DOCUMENT SECTION =

-.-.-

Chris has a master's degree in history and teaches at the University of Northern Colorado.

Some of the greatest works of art remained unappreciated, undervalued, or flat-out hated in their own time. In this lesson, we'll look at three examples and see why they were not recognized until later.

Appreciating Art

What makes art 'good'? Honestly, there's no correct answer to this question, despite the attempts by many to do so. Still, art in a commercial sense must have value, and a large part of that is determined by the reaction to art by both professional critics and potential patrons. Together, critics and patrons may determine that art is valuable, but their opinions aren't always the same as ours.

The history of art is one filled with unappreciated geniuses, lost opportunities, and million-dollar masterpieces being sold at garage sales. In fact, some of the greatest works of art in history were controversial, disparaged, or simply ignored in their own time. Let's look at some examples.

-.-.-

RECORD SET =

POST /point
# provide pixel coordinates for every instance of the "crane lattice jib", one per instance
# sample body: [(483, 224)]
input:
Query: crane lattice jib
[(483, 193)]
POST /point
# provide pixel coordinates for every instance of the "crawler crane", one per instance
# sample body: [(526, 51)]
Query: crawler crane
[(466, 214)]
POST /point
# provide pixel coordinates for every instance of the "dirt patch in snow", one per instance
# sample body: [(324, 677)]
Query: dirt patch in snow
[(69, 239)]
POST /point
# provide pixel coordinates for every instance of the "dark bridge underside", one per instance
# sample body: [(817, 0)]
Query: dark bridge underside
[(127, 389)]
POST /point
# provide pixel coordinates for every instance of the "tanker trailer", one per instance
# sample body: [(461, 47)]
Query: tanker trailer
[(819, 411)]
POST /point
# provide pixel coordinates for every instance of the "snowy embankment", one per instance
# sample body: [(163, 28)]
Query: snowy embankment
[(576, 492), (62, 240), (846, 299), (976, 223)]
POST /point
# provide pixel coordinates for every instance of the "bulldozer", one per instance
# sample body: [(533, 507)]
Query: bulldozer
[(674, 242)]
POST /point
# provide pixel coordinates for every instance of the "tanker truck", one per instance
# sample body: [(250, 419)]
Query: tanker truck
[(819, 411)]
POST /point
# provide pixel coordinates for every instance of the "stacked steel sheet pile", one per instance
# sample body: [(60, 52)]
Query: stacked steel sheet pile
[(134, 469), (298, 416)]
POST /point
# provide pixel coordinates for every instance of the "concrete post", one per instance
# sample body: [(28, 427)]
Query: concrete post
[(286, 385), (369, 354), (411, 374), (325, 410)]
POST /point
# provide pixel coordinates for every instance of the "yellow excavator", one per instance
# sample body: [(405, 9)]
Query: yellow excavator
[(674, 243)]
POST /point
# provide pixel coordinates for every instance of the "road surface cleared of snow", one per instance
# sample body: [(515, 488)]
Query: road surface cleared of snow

-.-.-

REQUIRED ACTIONS =
a - List everything that the art lesson says the history of art is filled with.
b - Summarize the art lesson in two sentences.
c - Write the next part of the art lesson, picking up after its final sentence.

TASK RESULTS =
a -
- unappreciated geniuses
- lost opportunities
- million-dollar masterpieces being sold at garage sales

b - Some of the greatest works of art were unappreciated, disparaged, or ignored in their own time, and the lesson sets out to examine three examples and why they were not recognized until later. There is no correct answer to what makes art good, but art's commercial value depends largely on how critics and patrons react to it, and their opinions are not always the same as ours.

c -
Donatello's David

Donatello, arguably the greatest sculptor of the early Renaissance, set the tone for his career upon completion of his sculpture David. This masterpiece of bronze was the first significant freestanding nude sculpture since the collapse of ancient Rome, and set the standard by which Renaissance artists sought to revive the arts of antiquity.

After it was completed (likely in the 1440s), Donatello's David was placed in the courtyard of the palace of the Medici, the powerful family who commissioned the statue. The Medici were later kicked out of Florence, and the statue moved to the courtyard of another elite family.

The David of Donatello was controversial for its youthfulness and soft aesthetic.
David

To many art historians, the fact that Donatello's David was never displayed in the central piazza of Florence is a sign of its controversial reception. Nude males had not appeared in sculpture for centuries, and it appears that some saw the statue as immoral.

The biggest controversy, however, wasn't over David's lack of clothing. It was over his age. Traditionally, David was depicted in art as a fully-grown male, as were the subjects of ancient Greek and Roman nude sculpture. David's youth, softness, and even ambiguous gender caused a bit of a scandal, garnering criticisms that ranged from the artwork being poorly executed to it being homoerotic. Nevertheless, it went on to become one of the most influential masterpieces of the Renaissance.

Girl with a Pearl Earring

Donatello's earliest works may not always have been appreciated for their genius, but they were noticed and remembered. That's not the case for all artists. In fact, for some, the worst fate was to simply remain unacknowledged.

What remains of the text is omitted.